= Directive A =
List every published port that the Azure deployment notes say the ingress network owns.
= Directive B =
Using the Azure deployment notes, decide whether each statement agrees with them: (i) The VPS was restored from backup at the start of the session. (ii) The docker_gwbridge handles both IPv4 and IPv6 traffic. (iii) VXLAN packets between VMs travel over TCP port 4789. Answer yes or no for each, and quote the words from the notes that decide it.
= Directive C =
Write the next part of the Azure deployment notes, starting after their final sentence.

= Passage provided =
***
AverAzure stack previously proved working on: - Local (Podman on Fedora) via docker compose - VPS (real Docker alongside Coolify) via docker compose

Goal today: deploy the same stack on genuine Azure infrastructure — two Azure VMs in a Docker Swarm cluster behind a VNet with NSG rules. This is the final piece of the Azure learning plan.

VPS was restored from backup at the start of the session (broken from previous Swarm experiments).


Concepts covered before touching the portal

Docker Swarm network layers (three separate networks, three separate jobs)

ingress network - Hosts Docker's IPVS load balancer - Owns published ports (8080, 15672, 5341, 8081) - When you curl any node on port 8080, IPVS intercepts and routes to whichever container holds a replica — even if that container is on a different VM - This is Swarm's routing mesh — hit any node, reach any service

docker_gwbridge - A virtual Ethernet bridge that lives on each VM - Connects the ingress mesh to containers via veth pairs (virtual cables in the kernel) - Once IPVS picks a node, gwbridge hands the packet into the container's network namespace via the container's eth0 - This is why ASPNETCORE_URLS must be http://0.0.0.0:8080 not http://+:8080 — gwbridge is IPv4 only, Kestrel must match

overlay network (aver-overlay) - Spans both VMs — a flat virtual network for container-to-container traffic - Each container gets its own IP from the Swarm pool (10.20.0.0/16): api=10.20.0.4, rabbitmq=10.20.1.6, seq=10.20.2.5 - Your code says rabbitmq:5672 — Swarm resolves the name to the container IP - Packet gets wrapped in VXLAN UDP (port 4789) using the VM IPs as the outer envelope - Ships across the Azure VNet to the other VM, gets unwrapped, delivered to the container - Without overlay: containers share the VM's IP, can't be addressed individually, you'd hardcode VM IPs everywhere

Why you need NSG rules even though overlay handles container traffic

NSG operates at the VM level. The overlay rides on top of it. VXLAN packets travel between VMs as UDP 4789 using the VM IPs — NSG sees these. If NSG blocks UDP 4789, the VXLAN tunnel never forms and containers can't find each other across VMs.
***
= Data rows =
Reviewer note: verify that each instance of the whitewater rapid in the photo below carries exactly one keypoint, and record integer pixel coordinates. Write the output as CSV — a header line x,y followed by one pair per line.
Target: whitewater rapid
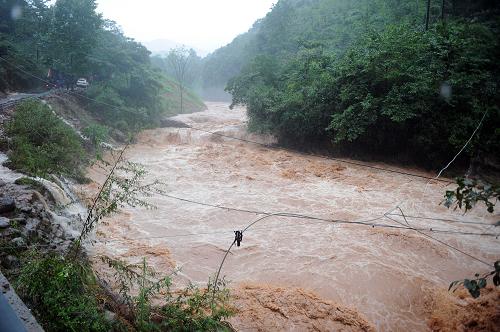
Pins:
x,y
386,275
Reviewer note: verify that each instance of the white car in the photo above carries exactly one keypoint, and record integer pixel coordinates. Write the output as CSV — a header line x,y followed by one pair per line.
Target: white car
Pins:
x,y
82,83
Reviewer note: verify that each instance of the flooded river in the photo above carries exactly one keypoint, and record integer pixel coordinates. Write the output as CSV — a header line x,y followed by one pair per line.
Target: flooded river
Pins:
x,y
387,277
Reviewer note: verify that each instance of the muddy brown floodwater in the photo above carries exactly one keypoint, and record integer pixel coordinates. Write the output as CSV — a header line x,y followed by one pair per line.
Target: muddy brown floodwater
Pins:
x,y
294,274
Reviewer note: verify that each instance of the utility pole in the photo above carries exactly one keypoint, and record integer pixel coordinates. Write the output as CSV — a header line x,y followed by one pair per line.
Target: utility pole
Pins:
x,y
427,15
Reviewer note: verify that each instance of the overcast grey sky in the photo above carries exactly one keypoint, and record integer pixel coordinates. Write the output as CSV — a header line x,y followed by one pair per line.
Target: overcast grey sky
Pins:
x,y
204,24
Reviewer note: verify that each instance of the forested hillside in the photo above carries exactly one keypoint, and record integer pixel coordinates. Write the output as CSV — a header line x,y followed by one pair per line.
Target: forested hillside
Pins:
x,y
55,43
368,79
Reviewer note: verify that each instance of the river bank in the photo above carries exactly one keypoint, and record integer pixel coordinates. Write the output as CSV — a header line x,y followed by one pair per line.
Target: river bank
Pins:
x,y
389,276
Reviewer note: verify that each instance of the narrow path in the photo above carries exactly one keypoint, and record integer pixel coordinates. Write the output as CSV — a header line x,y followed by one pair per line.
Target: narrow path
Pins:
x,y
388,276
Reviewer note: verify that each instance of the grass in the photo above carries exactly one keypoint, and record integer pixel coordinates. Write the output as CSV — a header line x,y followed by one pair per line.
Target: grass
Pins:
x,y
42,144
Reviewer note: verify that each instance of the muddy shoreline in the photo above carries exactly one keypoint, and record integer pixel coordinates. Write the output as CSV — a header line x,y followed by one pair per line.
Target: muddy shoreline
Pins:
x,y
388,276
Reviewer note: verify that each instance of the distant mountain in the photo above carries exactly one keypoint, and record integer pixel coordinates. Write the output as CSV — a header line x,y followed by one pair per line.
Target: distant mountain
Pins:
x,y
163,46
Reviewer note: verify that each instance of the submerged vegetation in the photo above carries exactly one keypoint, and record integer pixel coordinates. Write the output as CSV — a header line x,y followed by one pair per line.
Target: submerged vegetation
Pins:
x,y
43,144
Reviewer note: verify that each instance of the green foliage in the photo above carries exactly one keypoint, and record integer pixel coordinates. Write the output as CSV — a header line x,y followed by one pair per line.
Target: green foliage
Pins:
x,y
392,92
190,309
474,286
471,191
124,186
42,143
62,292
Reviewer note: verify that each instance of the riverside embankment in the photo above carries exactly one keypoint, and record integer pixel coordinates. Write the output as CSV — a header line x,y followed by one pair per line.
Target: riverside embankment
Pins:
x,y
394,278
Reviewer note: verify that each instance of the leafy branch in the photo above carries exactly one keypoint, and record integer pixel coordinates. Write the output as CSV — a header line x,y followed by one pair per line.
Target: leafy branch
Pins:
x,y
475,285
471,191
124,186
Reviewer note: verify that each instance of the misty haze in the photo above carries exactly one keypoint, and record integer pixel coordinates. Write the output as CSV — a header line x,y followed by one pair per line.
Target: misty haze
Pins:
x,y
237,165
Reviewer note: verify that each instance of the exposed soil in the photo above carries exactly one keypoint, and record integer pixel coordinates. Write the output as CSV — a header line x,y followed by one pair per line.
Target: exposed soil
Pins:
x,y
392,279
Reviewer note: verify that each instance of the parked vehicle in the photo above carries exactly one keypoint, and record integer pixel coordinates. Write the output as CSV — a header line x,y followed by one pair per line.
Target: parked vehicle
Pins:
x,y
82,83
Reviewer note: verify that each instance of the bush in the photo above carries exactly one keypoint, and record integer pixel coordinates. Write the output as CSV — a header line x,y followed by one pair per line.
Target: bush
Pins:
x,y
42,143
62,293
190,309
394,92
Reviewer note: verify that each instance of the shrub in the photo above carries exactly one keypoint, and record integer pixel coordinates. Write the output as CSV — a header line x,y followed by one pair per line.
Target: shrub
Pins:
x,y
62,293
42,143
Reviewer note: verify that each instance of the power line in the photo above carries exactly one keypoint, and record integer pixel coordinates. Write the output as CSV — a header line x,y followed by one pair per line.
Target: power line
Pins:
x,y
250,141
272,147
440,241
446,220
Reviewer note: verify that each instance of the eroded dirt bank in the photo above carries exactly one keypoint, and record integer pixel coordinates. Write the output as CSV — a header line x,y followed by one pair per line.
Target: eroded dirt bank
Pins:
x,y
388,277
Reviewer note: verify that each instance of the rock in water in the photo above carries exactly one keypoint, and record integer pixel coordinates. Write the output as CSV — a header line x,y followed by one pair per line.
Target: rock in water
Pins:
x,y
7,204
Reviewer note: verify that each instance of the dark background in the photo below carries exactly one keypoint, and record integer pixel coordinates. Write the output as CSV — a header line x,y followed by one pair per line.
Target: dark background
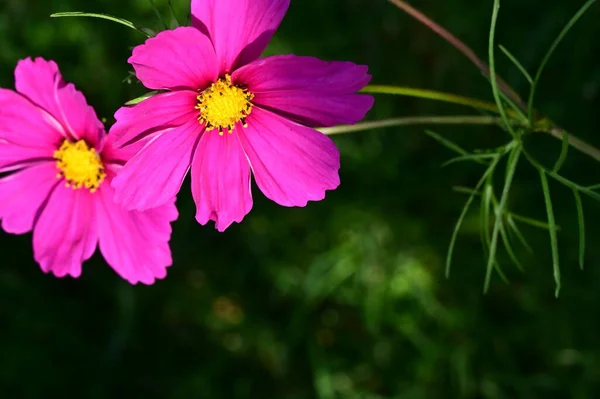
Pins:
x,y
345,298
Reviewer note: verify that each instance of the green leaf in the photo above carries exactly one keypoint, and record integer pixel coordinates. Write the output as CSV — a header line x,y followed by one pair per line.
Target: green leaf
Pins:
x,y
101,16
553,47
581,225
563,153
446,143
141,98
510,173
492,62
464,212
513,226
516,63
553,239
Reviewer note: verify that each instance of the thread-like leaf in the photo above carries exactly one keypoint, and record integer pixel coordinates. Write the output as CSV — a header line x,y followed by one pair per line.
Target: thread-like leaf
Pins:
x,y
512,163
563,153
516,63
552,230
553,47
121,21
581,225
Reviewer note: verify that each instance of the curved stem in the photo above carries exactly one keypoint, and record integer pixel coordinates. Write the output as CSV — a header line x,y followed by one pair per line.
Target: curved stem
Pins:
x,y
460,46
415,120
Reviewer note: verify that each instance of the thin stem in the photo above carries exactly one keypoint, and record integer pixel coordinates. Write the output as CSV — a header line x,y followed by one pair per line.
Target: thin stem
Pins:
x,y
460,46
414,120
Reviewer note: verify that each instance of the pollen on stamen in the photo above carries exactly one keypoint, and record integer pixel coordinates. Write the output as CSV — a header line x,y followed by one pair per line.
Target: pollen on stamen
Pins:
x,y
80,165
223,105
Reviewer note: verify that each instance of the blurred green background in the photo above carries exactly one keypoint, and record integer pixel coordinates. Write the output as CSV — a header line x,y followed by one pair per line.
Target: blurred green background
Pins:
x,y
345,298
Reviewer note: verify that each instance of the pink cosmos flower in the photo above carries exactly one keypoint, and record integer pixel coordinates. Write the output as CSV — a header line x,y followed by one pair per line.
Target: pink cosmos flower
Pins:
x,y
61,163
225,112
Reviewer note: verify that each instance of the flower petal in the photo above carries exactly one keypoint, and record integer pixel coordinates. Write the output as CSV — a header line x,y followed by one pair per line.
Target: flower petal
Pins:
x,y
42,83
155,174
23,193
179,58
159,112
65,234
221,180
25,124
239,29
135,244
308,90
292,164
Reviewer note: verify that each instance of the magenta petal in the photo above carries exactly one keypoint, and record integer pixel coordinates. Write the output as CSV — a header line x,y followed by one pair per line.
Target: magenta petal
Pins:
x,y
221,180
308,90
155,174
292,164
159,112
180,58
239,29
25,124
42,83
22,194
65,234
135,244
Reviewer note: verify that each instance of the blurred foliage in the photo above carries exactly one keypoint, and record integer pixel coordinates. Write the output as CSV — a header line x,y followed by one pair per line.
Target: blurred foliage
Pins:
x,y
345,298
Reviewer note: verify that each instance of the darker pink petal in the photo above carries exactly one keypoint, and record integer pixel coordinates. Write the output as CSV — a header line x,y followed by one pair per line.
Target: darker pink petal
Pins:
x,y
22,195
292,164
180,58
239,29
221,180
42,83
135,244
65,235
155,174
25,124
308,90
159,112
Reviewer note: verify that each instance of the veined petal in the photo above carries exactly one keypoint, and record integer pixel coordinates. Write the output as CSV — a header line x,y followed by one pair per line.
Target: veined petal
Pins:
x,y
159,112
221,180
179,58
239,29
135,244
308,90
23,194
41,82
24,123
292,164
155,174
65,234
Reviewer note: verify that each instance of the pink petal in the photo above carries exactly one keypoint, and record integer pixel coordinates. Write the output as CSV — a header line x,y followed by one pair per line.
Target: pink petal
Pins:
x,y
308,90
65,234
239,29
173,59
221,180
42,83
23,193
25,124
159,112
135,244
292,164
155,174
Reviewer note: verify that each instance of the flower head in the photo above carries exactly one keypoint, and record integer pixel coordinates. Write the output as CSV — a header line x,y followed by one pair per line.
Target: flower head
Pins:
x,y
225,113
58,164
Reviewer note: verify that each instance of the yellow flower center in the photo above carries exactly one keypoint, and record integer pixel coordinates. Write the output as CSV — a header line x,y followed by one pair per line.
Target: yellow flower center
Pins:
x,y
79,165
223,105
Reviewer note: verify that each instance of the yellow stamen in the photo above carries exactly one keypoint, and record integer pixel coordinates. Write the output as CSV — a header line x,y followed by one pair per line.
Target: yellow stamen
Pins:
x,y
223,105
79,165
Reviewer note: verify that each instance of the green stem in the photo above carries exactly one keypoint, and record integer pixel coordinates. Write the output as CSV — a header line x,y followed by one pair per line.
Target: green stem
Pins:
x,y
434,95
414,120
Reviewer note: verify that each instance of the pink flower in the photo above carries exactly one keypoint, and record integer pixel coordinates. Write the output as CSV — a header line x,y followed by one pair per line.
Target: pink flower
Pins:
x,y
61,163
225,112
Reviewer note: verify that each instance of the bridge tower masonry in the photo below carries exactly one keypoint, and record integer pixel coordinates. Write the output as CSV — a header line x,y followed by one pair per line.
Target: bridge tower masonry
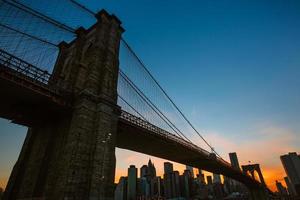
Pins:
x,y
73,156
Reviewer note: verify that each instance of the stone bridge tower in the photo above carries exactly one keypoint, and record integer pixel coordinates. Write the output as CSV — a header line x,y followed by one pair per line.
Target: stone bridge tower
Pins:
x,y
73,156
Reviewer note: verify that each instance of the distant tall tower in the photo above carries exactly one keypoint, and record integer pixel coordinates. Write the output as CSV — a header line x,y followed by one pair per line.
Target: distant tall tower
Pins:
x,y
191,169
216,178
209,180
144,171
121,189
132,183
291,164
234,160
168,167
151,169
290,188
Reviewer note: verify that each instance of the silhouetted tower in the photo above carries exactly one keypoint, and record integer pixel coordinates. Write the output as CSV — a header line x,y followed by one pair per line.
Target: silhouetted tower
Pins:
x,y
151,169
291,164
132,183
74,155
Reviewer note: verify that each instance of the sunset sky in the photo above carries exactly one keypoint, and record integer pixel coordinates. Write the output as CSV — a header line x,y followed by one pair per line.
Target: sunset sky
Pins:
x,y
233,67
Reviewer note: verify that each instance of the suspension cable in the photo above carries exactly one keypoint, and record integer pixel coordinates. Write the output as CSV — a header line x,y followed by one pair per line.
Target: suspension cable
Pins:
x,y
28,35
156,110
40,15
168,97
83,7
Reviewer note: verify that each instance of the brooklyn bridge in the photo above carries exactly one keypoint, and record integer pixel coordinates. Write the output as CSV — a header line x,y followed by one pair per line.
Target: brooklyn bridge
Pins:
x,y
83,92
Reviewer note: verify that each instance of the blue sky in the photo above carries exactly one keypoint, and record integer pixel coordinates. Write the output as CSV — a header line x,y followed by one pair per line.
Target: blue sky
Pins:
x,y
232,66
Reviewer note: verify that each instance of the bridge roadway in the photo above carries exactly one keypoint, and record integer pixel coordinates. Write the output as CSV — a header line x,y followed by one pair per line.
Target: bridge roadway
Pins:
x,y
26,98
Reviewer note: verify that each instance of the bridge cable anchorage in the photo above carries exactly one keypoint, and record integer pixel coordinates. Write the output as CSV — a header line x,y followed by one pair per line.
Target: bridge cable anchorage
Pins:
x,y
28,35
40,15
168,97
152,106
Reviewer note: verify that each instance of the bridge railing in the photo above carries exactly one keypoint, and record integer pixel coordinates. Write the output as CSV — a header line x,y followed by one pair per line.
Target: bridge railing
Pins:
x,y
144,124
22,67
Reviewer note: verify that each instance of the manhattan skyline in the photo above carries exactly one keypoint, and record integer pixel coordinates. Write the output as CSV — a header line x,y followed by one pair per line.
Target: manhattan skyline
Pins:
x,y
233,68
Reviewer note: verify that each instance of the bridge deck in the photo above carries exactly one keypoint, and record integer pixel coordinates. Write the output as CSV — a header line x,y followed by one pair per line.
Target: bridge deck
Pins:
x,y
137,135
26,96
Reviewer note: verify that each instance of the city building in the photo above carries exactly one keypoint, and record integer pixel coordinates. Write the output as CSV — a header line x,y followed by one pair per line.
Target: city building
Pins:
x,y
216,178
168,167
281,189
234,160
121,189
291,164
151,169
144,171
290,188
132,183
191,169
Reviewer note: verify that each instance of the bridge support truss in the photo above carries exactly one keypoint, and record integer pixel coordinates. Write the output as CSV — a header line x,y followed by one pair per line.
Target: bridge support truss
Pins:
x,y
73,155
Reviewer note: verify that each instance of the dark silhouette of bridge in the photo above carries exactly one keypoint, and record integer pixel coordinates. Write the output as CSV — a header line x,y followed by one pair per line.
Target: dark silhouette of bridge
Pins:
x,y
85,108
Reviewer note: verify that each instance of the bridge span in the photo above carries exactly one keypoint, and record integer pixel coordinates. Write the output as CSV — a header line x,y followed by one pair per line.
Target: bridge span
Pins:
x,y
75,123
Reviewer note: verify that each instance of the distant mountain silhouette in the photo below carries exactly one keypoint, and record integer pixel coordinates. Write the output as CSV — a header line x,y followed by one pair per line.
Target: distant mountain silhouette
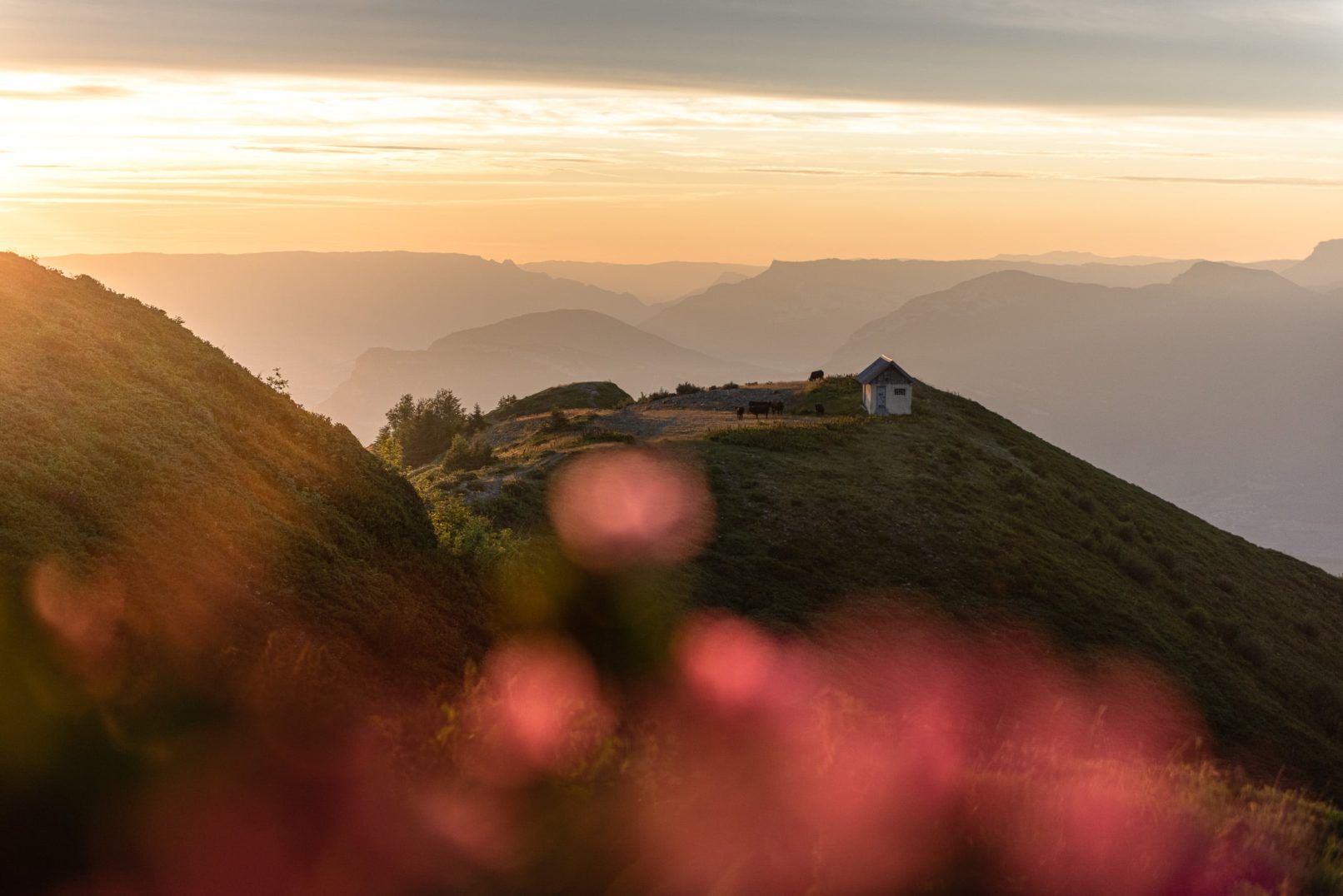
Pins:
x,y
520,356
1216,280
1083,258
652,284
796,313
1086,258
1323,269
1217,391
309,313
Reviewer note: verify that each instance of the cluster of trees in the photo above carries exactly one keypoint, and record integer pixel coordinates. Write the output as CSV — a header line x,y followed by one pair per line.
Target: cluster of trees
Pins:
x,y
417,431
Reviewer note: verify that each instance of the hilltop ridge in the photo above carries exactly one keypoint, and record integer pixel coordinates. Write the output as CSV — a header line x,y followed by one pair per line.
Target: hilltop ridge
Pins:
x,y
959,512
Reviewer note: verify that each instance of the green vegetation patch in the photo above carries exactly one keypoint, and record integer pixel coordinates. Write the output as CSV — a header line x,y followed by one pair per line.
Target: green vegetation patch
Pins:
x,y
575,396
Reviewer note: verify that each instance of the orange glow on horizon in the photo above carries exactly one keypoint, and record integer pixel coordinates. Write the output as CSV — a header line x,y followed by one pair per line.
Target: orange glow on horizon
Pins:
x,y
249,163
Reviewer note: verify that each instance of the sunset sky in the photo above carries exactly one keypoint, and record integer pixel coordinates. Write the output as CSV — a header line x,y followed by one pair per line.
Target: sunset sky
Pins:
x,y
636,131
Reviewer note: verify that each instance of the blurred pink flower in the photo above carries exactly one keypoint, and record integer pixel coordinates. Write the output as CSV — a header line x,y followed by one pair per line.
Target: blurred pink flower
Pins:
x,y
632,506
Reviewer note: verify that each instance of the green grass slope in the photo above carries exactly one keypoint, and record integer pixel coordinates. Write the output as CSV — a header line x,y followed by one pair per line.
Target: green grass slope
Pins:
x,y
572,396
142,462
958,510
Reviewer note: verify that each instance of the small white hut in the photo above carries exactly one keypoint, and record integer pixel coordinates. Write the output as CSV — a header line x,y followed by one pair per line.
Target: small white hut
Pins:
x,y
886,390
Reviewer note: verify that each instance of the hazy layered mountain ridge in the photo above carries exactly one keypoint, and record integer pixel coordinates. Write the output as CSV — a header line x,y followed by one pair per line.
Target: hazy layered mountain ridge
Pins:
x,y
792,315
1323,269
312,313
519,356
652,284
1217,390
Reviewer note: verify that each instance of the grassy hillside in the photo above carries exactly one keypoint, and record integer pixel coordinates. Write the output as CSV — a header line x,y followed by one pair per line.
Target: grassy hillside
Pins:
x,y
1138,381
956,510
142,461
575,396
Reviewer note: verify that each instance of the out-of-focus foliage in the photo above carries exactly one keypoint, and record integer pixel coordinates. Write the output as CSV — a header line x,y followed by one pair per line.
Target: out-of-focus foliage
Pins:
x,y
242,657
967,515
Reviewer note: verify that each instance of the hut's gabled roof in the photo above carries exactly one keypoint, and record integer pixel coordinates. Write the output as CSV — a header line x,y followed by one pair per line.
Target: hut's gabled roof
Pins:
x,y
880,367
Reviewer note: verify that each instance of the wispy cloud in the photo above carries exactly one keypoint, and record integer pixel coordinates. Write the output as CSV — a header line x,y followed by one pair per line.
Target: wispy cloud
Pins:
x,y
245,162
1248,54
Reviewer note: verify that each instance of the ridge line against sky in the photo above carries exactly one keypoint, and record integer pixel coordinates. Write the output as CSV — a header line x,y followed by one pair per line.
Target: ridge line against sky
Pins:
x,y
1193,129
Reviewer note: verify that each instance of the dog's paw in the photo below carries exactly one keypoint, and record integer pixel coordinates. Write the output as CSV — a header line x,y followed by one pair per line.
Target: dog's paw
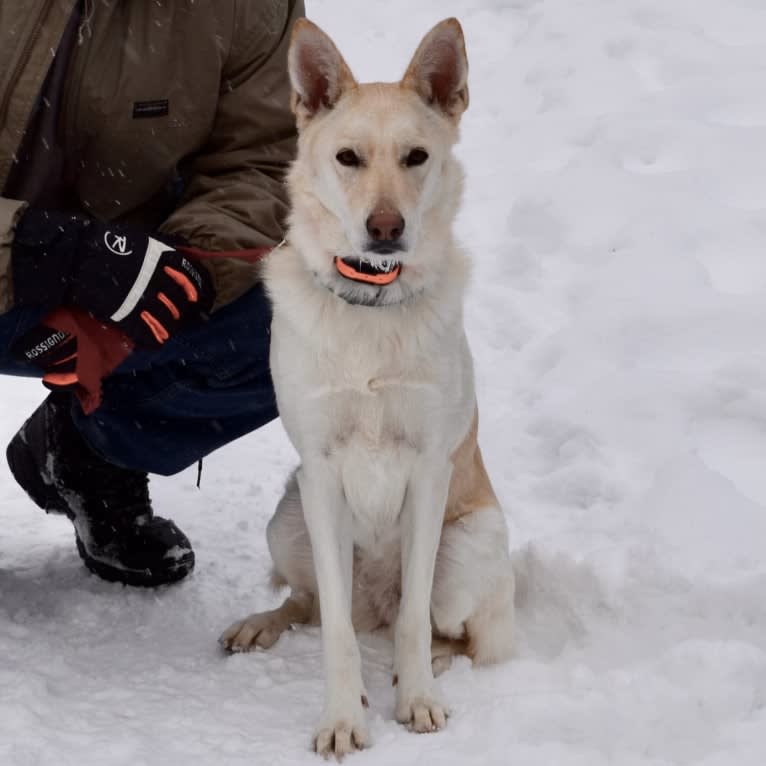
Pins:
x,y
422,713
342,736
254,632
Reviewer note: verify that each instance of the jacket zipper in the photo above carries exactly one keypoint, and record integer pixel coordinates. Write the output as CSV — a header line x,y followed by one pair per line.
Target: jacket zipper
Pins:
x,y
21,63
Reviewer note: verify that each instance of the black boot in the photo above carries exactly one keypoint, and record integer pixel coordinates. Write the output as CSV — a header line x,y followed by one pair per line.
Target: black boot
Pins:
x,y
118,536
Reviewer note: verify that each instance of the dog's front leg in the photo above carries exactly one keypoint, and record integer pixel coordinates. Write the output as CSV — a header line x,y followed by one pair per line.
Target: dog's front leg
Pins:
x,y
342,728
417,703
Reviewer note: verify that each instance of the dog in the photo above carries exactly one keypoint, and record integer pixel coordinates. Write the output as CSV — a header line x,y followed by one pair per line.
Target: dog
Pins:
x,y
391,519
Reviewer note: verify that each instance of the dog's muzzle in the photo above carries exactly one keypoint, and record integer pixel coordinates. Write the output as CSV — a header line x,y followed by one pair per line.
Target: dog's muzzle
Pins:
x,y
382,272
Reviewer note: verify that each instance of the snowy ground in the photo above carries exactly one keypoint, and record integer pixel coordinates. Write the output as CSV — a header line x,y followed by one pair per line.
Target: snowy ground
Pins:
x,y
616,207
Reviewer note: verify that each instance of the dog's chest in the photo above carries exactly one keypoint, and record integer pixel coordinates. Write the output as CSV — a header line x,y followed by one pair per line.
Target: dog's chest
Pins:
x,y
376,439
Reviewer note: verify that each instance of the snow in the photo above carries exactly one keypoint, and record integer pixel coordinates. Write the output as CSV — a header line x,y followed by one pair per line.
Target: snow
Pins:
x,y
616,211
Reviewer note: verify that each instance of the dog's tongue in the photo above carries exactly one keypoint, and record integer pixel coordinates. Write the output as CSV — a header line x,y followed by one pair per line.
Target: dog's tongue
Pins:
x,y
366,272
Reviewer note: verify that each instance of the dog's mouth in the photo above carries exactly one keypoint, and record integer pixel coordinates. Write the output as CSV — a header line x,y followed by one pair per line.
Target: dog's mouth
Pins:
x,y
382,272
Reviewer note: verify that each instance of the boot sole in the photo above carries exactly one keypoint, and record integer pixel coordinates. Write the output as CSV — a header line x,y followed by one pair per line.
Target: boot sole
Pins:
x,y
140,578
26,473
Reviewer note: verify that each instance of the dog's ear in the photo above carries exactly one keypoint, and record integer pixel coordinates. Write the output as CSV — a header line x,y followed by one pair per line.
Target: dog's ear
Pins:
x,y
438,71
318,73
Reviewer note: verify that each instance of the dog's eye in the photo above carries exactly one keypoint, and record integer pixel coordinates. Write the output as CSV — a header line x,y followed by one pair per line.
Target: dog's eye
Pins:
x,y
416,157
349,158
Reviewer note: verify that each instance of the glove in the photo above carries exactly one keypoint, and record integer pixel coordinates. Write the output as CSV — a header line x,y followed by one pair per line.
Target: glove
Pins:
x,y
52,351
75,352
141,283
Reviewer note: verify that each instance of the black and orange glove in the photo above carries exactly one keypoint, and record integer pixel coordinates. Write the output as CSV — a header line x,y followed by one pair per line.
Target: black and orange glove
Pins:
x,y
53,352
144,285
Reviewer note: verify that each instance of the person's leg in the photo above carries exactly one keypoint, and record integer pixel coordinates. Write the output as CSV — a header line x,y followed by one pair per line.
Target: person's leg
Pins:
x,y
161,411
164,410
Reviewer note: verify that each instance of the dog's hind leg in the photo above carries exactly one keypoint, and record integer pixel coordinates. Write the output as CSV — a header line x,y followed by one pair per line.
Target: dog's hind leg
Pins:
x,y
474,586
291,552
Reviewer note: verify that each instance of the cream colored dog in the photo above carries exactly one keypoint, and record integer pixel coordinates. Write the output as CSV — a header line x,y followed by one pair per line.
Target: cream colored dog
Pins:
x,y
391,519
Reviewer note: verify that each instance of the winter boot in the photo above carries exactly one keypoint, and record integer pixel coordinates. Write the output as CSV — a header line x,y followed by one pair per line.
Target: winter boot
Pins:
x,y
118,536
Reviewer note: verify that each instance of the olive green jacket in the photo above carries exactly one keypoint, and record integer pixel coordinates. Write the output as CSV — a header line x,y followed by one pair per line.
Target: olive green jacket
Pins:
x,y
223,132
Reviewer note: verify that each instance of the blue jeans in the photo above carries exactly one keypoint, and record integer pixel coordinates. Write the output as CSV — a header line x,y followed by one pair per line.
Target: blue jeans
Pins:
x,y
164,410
***
= Written answer A =
8080, 15672, 5341, 8081

= Written answer B =
(i) Yes: "VPS was restored from backup at the start of the session"
(ii) No: "gwbridge is IPv4 only"
(iii) No: "Packet gets wrapped in VXLAN UDP (port 4789)"

= Written answer C =
IP ranges and what they are

  • 10.x.x.x is a private range — only meaningful inside your network, never routed on public internet
  • 10.1.0.0/16 — VNet address space, Azure owns this range for your VNet
  • 10.1.0.0/24 — subnet, where VMs get their IPs (10.1.0.4, 10.1.0.5)
  • 10.20.0.0/16 — Swarm overlay pool, container IPs assigned by Docker
  • These are completely separate layers. NSG sees VM IPs. Overlay sees container IPs.
  • /16 = 65,536 addresses. /24 = 256 addresses. The number after / = fixed bits, rest are free to assign.

VNet vs subnet

  • VNet (aver-vnet) = the plot of land. Owns 10.1.0.0/16. Nothing from public internet gets in unless explicitly allowed.
  • Subnet (default) = a carved-out section of that land. 10.1.0.0/24. VMs get IPs from here.
  • Multiple subnets can exist in one VNet with different rules.
  • VMs are placed in a subnet at creation time — can't change region or VNet after.

NSG vs UFW

  • UFW lives inside the VM — traffic reaches the VM first, then gets filtered
  • NSG sits outside the VM at Azure network level — traffic filtered before reaching the VM
  • NSG replaces UFW on Azure. No need for UFW when NSG is properly configured.
  • Can associate NSG to subnet (all VMs get same rules) or to individual NIC (per-VM rules)
  • Subnet association is cleaner — one place to manage rules for all nodes

Azure VM hardening vs VPS hardening

VPS: you manually disable root login, set up UFW, install fail2ban, configure unattended upgrades. Azure VMs: root SSH disabled by default, NSG replaces UFW, fail2ban unnecessary when port 22 scoped to your IP, automatic patching available at provisioning time. Significantly less ops work.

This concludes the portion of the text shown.